Wildwetterwandern

Tipps von Ranger Stefan Knippertz

„Usselig, woll!“ – so ist das Wetter an den zahlreichen feuchten Tagen im Herbst und Winter. „Was ist das? Müssen wir da raus?“ – Ja! Denn gerade zu dieser Jahreszeit bietet der Wald Eindrücke für alle Sinne. Beim Wandern gibt es kein schlechtes Wetter, sondern nur schlechte Kleidung: Gummistiefel, Jeans, dicker Pullover und Gummimantel. Wer die trägt, kommt garantiert nass, durchfroren und mit Blasen an den Füßen zurück. Ranger Stefan Knippertz aus Rehsiepen gibt Tipps zum Wandern im Regen.

WOLL: Was lässt sich an einem regnerischen Tag im Wald besser erleben als bei Sonnenschein?

◆ Aufgabe:
Stimmen diese Aussagen mit dem Textauszug über das Wildwetterwandern überein? Beantworte jede mit Ja oder Nein und belege sie mit den entscheidenden Worten des Textes.
1. Stefan Knippertz stammt aus Rehsiepen.
2. Gummistiefel, Jeans, dicker Pullover und Gummimantel werden als gute Kleidung für Regenwanderungen empfohlen.
3. Im Herbst und Winter bietet der Wald Eindrücke für alle Sinne.

◆ Bereitgestellte Angaben:

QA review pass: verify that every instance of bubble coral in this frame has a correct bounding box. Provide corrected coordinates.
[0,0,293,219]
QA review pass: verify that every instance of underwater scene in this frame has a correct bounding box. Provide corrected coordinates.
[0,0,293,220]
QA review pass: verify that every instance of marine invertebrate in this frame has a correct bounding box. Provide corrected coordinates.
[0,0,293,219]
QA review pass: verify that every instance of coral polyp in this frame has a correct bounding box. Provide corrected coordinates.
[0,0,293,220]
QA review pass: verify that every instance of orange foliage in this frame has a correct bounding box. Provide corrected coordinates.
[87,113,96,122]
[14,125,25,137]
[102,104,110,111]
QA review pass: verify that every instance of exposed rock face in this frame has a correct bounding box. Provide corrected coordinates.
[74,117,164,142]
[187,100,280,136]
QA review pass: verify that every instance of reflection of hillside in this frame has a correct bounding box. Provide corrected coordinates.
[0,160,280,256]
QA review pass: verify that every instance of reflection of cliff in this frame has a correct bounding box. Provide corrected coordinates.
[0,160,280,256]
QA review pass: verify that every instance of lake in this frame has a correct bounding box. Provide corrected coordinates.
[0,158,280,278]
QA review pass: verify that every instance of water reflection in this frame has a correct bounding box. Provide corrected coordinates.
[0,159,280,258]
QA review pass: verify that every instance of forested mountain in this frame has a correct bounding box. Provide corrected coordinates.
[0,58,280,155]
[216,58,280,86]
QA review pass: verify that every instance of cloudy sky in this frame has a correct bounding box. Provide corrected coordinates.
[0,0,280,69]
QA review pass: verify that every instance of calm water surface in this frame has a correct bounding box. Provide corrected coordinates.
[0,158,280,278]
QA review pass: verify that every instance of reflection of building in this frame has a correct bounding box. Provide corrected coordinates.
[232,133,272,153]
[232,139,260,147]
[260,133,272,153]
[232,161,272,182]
---
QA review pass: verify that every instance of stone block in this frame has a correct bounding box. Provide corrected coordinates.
---
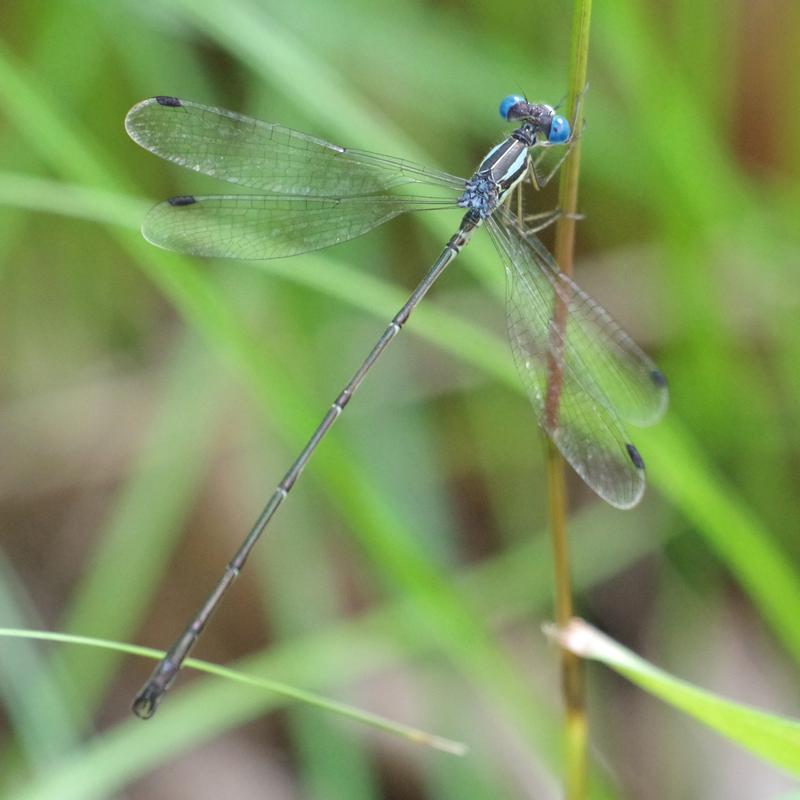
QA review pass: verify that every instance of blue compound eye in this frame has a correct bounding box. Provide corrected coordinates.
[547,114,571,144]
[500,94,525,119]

◆ Vollständige Antwort:
1. Ja: „Ranger Stefan Knippertz aus Rehsiepen gibt Tipps zum Wandern im Regen.“
2. Nein: „Wer die trägt, kommt garantiert nass, durchfroren und mit Blasen an den Füßen zurück.“
3. Ja: „Denn gerade zu dieser Jahreszeit bietet der Wald Eindrücke für alle Sinne.“